READING TEXT -
start

The vast majority of people won’t read your published judgment, they’ll find out about the case through the media. In reality, how many passengers on the Seaburn omnibus are going to read a report in the Sunderland Echo then try to piece together an information jigsaw? Dr Kitzinger and I might have the inclination and ability to track down your earlier anonymised judgment on Bailii, but will the average person really even try? Will they really start searching for the mother’s Facebook and Twitter accounts? Why would they? People have a lot on their minds at the moment. They’re struggling to heat their homes, struggling to pay food bills, war is raging, Prince Harry is on the front pages, Sunderland look like they’re going to miss out on promotion. In reality, this case isn’t big news and I suspect the vast majority will glance at any report, think how sad life is and how lucky they are, then turn to the back page to check the league table. 

Likewise, how many people are really keeping track of what the mother is putting into the public domain?  She’s not the BBC, she’s not Prince Harry. This case hasn’t been the focus of enormous media attention.

I’d ask you to consider what Hayden J said in paragraphs 16, 17, 18 and 19 of the below ruling:

My proposal will obviously create a risk of jigsaw identification; however, I think you can take steps to greatly limit that risk.

Someone always knows the identity of the child, or P. Social workers know, court ushers know, friends of families know, neighbours know. Any report will identify the child, or P, to someone. We’d argue that the test must be “will the passenger on the omnibus, the average person, identify the child, or P?” The test should not be “will anyoneidentify the child, or P.” If the test is “will anyone identify…?” then the media can never report any family case, or Court of Protection case, because someone will always be able to work it out.

The Court of Appeal recently considered this issue, when answering a slightly different question –, paragraph 46 onwards.

end

MATERIAL SHOWN -

start

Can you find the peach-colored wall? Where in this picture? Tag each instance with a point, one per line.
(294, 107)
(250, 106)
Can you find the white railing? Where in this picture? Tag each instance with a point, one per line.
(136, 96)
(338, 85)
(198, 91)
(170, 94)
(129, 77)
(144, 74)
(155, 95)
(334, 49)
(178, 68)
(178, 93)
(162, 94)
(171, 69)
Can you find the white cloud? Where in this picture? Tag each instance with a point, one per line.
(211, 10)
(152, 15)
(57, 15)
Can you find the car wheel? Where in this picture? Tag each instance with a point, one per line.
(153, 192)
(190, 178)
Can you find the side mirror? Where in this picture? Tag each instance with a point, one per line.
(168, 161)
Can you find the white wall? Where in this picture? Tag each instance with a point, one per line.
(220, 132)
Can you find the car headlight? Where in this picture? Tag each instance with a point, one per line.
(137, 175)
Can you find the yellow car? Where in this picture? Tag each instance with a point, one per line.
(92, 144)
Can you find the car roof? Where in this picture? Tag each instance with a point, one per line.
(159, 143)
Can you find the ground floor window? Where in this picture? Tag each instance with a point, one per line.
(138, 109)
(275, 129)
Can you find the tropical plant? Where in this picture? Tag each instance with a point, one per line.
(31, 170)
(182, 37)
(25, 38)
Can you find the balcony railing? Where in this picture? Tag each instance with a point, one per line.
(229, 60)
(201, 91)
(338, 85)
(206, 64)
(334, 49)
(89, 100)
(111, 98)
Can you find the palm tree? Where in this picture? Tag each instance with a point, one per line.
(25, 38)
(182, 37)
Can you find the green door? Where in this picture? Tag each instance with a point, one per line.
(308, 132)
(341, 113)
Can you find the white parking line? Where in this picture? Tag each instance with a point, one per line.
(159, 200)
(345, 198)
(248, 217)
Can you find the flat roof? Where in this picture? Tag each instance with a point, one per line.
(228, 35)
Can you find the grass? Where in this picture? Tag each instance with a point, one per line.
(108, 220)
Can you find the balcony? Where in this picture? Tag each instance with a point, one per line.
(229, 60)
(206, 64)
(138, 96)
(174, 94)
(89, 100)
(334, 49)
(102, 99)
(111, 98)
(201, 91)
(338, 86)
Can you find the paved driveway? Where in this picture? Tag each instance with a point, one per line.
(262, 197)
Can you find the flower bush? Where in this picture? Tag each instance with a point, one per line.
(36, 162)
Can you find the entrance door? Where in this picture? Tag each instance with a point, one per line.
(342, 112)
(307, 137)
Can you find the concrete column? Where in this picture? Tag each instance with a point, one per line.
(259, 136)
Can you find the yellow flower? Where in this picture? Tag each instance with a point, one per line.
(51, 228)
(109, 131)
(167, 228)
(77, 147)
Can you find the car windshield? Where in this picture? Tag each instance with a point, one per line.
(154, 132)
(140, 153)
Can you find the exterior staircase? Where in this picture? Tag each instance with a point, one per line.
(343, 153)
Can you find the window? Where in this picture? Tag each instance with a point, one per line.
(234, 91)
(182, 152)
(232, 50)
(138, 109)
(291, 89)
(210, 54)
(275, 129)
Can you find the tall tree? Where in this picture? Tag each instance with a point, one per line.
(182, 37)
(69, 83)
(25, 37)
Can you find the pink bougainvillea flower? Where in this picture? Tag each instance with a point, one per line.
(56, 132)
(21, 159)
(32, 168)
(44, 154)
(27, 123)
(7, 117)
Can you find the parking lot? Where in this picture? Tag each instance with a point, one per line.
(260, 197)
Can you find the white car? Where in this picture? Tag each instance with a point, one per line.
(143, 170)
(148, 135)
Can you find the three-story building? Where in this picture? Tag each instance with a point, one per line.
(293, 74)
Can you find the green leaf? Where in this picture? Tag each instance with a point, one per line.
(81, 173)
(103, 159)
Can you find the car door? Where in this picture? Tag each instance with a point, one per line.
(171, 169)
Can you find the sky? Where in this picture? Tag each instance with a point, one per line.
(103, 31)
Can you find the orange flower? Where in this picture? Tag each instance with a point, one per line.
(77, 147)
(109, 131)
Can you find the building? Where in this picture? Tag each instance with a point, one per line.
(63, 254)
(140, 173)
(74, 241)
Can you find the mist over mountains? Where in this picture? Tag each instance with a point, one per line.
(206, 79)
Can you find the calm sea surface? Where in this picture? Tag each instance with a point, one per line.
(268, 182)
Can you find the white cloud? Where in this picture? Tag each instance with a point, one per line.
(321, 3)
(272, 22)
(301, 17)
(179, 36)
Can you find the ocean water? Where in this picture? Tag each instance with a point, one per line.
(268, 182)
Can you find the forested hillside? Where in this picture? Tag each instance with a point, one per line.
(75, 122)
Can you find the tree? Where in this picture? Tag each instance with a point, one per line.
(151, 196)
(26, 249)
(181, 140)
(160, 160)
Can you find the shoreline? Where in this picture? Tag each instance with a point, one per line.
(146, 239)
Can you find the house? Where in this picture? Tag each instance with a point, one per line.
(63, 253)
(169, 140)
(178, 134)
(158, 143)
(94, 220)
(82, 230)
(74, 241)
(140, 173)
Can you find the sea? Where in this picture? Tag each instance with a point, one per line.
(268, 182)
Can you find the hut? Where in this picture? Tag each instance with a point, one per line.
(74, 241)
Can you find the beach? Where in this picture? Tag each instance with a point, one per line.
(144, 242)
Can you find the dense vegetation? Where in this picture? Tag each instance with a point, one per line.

end

SET TASKS -
1 > Retype the passage about jigsaw identification from "I’d ask you" up to and including "paragraph 46 onwards.".
2 > In the passage about jigsaw identification, what test does the writer argue should be used instead of asking whether anyone could identify the child or P?
3 > Carry on the passage about jigsaw identification from the point where it stops.

RESPONSES FOR EACH TASK -
1 >
I’d ask you to consider what Hayden J said in paragraphs 16, 17, 18 and 19 of the below ruling:

My proposal will obviously create a risk of jigsaw identification; however, I think you can take steps to greatly limit that risk.

Someone always knows the identity of the child, or P. Social workers know, court ushers know, friends of families know, neighbours know. Any report will identify the child, or P, to someone. We’d argue that the test must be “will the passenger on the omnibus, the average person, identify the child, or P?” The test should not be “will anyoneidentify the child, or P.” If the test is “will anyone identify…?” then the media can never report any family case, or Court of Protection case, because someone will always be able to work it out.

The Court of Appeal recently considered this issue, when answering a slightly different question –, paragraph 46 onwards.

2 > Whether the passenger on the omnibus, the average person, would identify the child or P.

3 >
I suspect that, in reality, only the people who know the family will know the identity of the P, and they must already know.  I also suspect that, in reality, relatives, friends, neighbours etc will already know what has happened in this case – and will probably learn of the outcome regardless of whether or not there are media reports. 

I have no doubt that P can be protected from any risk of teasing or bullying, and I don’t imagine that she will reading reports in the Sunderland Echo or on the internet. 

(We’d normally argue that there’s also a broader issue in cases like this. The public should be told that there are consequences if judges’ orders are breached. In that vein, we’d normally make the “what’s in a name?” argument. Lord Rodger in re Guardian News and Media Ltd and others “What’s in a name? ‘A lot’, the press would answer…” Reports with names have more impact than anonymous reports. However, as I said above, I’m not suggesting that this case is big news and more than anything we’re making arguments on a point of principle. Nevertheless, the case may attract some publicity and it may be that publicity will have some deterrent effect and protect other Ps and children. On that basis, I’d ask you to take account of Lord Rodger’s analysis.)

We’d say that the council should be named, regardless of your decision about naming P’s mother. The Practice Direction says the applicant in committal proceedings should be named. Taxpayers have a right to know what councils do in their name and with their money. If the council isn’t named, council members may well not know their council is involved. They certainly won’t be able to debate the case in public. The local MP won’t know that the council is in their constituency. Not naming the council will stifle political discussion, particularly local political discussion. We’d say limiting debate about such important, and difficult, cases as this, will make it harder for lessons to be learned and is not in the best interests of this P, or Ps generally. 

My understanding is that concerns are centred on the publication of P’s mother’s name. I’m not aware of an argument that naming the council would create jigsaw identification of P, or even create a risk. If P’s mother isn’t named, how could the average person work out P’s identity simply by knowing the name of the council involved? 

I think in any weighing of the Article 8 rights of P, and P’s mother, against the Article 10 rights of the media and the public, the balance here falls on the 10 side. Naming the applicant and respondent would create a limited risk to P: not naming would effectively be secret justice.

If I can help with any other points, please let me know.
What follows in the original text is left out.